- Available data -
···

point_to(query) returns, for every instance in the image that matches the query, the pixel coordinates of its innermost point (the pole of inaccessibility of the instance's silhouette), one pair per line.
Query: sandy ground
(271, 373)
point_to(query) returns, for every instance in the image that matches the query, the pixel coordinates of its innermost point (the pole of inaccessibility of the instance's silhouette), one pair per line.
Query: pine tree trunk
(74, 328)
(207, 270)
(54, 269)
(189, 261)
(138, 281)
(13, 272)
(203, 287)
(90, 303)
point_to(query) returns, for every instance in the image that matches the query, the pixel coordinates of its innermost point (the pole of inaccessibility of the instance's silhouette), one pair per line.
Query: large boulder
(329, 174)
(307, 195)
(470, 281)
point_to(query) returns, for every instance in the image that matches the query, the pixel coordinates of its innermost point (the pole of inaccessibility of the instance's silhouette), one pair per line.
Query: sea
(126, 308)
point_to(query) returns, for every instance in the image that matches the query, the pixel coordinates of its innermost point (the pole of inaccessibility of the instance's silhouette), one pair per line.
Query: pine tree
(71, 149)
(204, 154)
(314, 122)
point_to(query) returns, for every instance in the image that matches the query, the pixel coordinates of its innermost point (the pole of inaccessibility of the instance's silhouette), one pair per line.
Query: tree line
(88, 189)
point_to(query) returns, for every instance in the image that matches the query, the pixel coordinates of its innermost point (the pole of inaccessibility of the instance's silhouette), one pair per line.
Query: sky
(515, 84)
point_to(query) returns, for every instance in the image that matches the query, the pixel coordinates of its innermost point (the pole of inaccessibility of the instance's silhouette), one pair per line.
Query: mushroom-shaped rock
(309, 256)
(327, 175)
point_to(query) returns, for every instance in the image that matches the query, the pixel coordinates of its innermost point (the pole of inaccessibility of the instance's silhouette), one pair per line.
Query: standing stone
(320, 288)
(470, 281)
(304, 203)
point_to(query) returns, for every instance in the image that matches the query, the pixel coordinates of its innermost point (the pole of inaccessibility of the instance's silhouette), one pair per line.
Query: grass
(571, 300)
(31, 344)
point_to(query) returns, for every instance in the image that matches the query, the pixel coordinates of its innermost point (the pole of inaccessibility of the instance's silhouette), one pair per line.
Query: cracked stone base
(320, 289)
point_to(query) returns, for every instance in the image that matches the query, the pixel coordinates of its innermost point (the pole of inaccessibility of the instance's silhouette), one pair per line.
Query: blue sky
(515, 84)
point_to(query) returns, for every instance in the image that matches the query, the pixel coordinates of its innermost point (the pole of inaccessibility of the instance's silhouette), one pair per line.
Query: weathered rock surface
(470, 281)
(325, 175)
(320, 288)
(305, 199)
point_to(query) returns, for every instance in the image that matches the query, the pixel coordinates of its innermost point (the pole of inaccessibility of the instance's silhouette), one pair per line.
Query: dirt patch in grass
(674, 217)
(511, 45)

···

- What you need to do -
Exactly as written, please output every entry.

- Written answer -
point_to(query) returns, for every instance in the image that matches the query, the pixel coordinates of its innermost point (the pole of inaccessibility of the instance's silhouette), one pair per line.
Query: sandy ground
(271, 373)
point_to(query) returns, for every instance in the image that matches the query, the pixel coordinates of its innermost point (the pole of inaccessibility of the instance's silhouette), one pair per line.
Query: pine tree trunk
(74, 328)
(207, 270)
(54, 269)
(189, 261)
(138, 281)
(13, 272)
(203, 287)
(90, 303)
point_to(query) returns, for every instance in the image that matches the query, the pixel coordinates of its innermost point (the pole of inaccessibility of the instance's silhouette), one pair per line.
Query: large boulder
(329, 174)
(307, 195)
(470, 281)
point_to(query) returns, for every instance in the image that matches the query, the pixel coordinates of its innermost point (the pole of inaccessibility of the instance's silhouette), one pair per line.
Query: sea
(126, 308)
point_to(query) returns, for every instance in the image that matches the query, the pixel coordinates of its innermost point (the pole of inaccessibility of the instance's silhouette), one pair per line.
Query: pine tree
(71, 149)
(204, 154)
(314, 122)
point_to(query) returns, for every instance in the image that matches the query, the pixel coordinates of its innermost point (the pole of inaccessibility of the instance's silhouette), one pair per line.
Query: tree line
(88, 189)
point_to(query) returns, for every instance in the image that matches the query, the pixel coordinates of its innermost point (the pole of inaccessibility of the instance's silhouette), one pair per line.
Query: sky
(515, 84)
point_to(query) returns, for every instance in the image that matches the query, the pixel coordinates of its innermost point (the pole of inaccessibility of the instance's silhouette), one pair per line.
Query: mushroom-shaped rock
(309, 256)
(327, 175)
point_to(query) returns, for every instance in the image that matches the query, the pixel coordinates of its innermost point (the pole of inaccessibility of the instance's silhouette), one pair per line.
Query: standing stone
(320, 288)
(470, 281)
(304, 203)
point_to(query) returns, for every instance in the image that matches the query, the pixel coordinates of its innermost point (the pole of inaccessibility of the instance's silhouette), one pair per line.
Query: grass
(571, 300)
(31, 344)
point_to(query) returns, for every instance in the image that matches the query, the pixel coordinates of its innermost point (the pole of inaccessibility of the instance's silhouette), one pair per line.
Query: cracked stone base
(320, 289)
point_to(query) returns, for every instance in the image that matches the query, the pixel coordinates of its innermost point (the pole of inaccessibility of the instance's silhouette), one pair per line.
Query: blue sky
(515, 84)
point_to(query) returns, for every instance in the image that matches the query, the pixel coordinates of its innermost point (the pole of inaccessibility of the instance's silhouette), one pair per line.
Query: weathered rock surface
(470, 281)
(325, 175)
(320, 288)
(305, 199)
point_to(query) returns, for every instance in the image that matches the query, the pixel coordinates of its innermost point (the pole of inaccessibility of the instance's silhouette), one pair per line.
Query: dirt patch in grass
(674, 217)
(511, 45)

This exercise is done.